Work to be completed:
Please return each line from the records below that contains the word "louvered", copied in full.

Data items:

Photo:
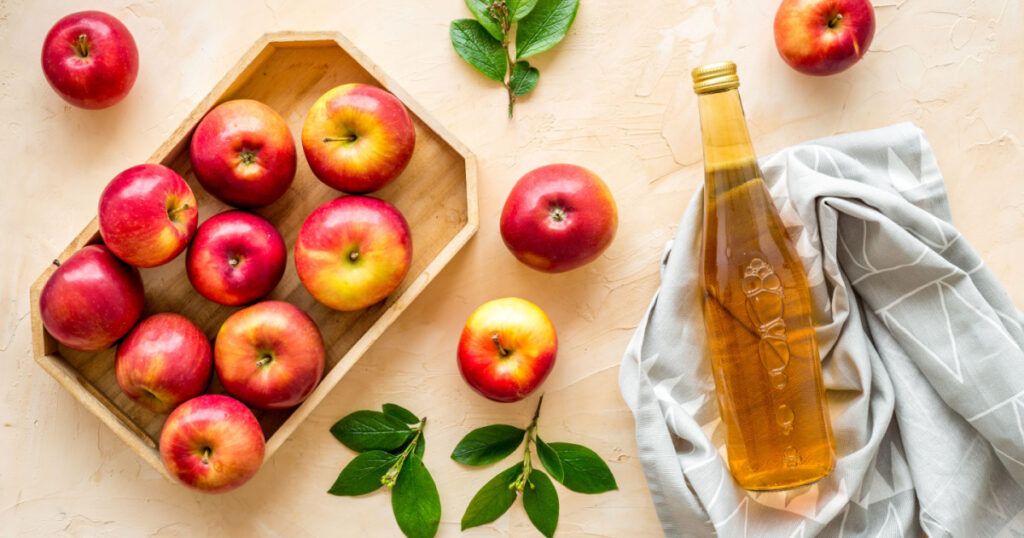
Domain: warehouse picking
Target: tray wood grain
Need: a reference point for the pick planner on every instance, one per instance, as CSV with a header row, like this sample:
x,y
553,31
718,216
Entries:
x,y
436,194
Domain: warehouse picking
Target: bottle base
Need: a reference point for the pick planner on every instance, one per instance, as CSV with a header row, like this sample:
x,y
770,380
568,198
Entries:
x,y
783,480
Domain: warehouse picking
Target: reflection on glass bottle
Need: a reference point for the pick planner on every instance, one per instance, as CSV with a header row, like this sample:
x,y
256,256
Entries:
x,y
757,308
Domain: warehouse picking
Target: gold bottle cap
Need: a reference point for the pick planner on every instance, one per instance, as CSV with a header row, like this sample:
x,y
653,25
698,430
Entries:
x,y
715,77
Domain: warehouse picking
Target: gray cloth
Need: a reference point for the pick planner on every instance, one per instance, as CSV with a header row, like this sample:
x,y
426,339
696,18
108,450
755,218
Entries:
x,y
922,356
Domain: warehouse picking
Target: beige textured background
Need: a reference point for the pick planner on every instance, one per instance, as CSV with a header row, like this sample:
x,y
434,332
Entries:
x,y
613,96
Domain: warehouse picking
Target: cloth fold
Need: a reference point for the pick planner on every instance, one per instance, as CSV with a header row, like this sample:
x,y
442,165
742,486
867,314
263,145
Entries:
x,y
922,357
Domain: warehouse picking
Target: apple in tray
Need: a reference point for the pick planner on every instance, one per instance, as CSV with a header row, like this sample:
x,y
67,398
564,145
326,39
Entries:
x,y
243,154
237,257
90,59
353,251
357,137
147,215
212,444
823,37
507,348
164,361
91,300
558,217
270,355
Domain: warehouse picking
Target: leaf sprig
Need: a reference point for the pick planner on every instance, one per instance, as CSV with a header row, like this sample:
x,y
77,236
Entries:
x,y
576,466
486,42
391,447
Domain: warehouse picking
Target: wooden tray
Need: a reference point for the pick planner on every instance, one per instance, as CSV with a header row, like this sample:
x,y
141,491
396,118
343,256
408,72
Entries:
x,y
436,194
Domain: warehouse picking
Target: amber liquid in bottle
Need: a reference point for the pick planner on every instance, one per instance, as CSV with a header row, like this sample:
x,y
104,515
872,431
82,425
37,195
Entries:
x,y
757,308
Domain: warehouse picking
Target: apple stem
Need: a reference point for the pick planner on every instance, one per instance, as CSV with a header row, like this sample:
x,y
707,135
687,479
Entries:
x,y
173,213
82,46
247,157
264,360
498,343
349,138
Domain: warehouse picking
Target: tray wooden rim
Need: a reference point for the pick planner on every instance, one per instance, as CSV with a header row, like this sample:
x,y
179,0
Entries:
x,y
45,348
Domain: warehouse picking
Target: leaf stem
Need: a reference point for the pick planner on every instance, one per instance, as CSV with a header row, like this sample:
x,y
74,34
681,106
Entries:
x,y
391,476
501,13
523,479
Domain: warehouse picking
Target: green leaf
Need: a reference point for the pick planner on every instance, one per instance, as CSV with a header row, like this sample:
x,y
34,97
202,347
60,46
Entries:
x,y
550,460
541,501
545,27
585,470
365,430
473,43
520,8
487,445
364,473
415,501
523,78
400,413
479,10
493,500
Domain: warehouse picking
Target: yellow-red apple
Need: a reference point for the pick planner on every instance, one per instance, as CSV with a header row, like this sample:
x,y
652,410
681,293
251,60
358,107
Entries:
x,y
353,251
147,215
90,59
164,361
236,258
243,153
507,348
823,37
269,355
212,444
558,217
357,137
91,300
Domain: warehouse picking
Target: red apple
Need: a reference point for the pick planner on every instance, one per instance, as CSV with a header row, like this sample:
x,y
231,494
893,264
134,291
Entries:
x,y
269,355
90,59
91,300
164,361
559,217
212,444
243,154
147,215
357,137
236,258
823,37
507,348
353,252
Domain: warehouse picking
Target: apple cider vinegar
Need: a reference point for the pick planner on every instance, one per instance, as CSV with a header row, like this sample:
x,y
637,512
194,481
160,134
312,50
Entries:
x,y
757,308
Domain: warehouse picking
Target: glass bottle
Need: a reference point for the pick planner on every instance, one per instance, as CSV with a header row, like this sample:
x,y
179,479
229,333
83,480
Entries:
x,y
757,307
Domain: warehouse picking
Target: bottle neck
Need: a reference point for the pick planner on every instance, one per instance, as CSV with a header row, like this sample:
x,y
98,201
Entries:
x,y
723,127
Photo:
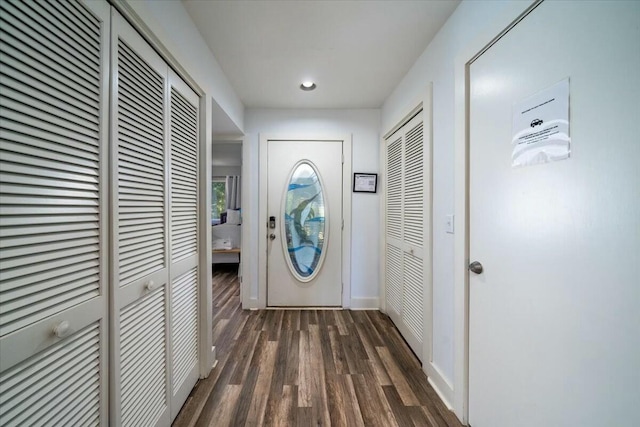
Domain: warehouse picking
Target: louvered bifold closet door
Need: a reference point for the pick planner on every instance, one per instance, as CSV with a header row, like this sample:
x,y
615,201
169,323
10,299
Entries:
x,y
54,68
413,230
140,377
404,231
393,227
183,248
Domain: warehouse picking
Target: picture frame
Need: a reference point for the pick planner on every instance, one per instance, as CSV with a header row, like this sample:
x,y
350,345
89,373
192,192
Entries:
x,y
365,182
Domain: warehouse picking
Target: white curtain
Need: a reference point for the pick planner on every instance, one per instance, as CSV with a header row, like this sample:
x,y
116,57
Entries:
x,y
233,192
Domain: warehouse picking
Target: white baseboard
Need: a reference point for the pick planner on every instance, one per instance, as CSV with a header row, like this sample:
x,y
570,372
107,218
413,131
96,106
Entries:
x,y
365,303
441,386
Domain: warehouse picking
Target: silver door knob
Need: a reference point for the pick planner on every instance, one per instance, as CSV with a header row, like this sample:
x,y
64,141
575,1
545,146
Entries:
x,y
475,267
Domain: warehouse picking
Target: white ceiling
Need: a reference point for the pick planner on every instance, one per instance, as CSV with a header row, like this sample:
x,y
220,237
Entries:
x,y
356,51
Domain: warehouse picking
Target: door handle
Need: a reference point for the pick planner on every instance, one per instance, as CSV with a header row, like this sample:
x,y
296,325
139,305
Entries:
x,y
475,267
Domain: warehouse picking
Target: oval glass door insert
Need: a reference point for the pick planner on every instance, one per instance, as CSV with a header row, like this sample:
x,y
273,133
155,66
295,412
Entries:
x,y
304,219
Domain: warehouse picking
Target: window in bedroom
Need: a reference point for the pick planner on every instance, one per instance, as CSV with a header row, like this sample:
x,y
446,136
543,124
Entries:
x,y
218,198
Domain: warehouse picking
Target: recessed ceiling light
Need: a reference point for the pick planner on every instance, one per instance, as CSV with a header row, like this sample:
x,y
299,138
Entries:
x,y
308,85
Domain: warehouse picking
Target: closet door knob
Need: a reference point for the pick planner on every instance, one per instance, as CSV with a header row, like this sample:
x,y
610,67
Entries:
x,y
475,267
62,329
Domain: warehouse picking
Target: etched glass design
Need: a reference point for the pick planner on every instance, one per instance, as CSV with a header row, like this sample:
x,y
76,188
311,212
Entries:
x,y
304,210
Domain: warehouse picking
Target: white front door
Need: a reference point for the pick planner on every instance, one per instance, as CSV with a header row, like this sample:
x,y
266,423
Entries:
x,y
554,336
304,249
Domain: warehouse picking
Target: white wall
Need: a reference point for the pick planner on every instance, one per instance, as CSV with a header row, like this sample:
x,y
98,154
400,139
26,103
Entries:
x,y
364,126
171,24
227,159
436,65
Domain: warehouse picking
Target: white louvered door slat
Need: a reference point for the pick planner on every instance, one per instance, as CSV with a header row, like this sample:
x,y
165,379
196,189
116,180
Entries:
x,y
141,202
53,197
183,301
142,352
413,194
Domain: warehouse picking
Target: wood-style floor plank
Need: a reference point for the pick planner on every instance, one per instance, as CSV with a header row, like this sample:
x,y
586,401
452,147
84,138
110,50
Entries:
x,y
309,367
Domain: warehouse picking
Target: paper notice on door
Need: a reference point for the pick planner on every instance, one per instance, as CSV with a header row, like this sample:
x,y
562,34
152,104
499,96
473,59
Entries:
x,y
540,127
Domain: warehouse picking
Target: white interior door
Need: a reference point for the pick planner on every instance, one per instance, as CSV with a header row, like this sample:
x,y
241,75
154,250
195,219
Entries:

In response:
Target: louvered bifold closet door
Target: white louvered door slat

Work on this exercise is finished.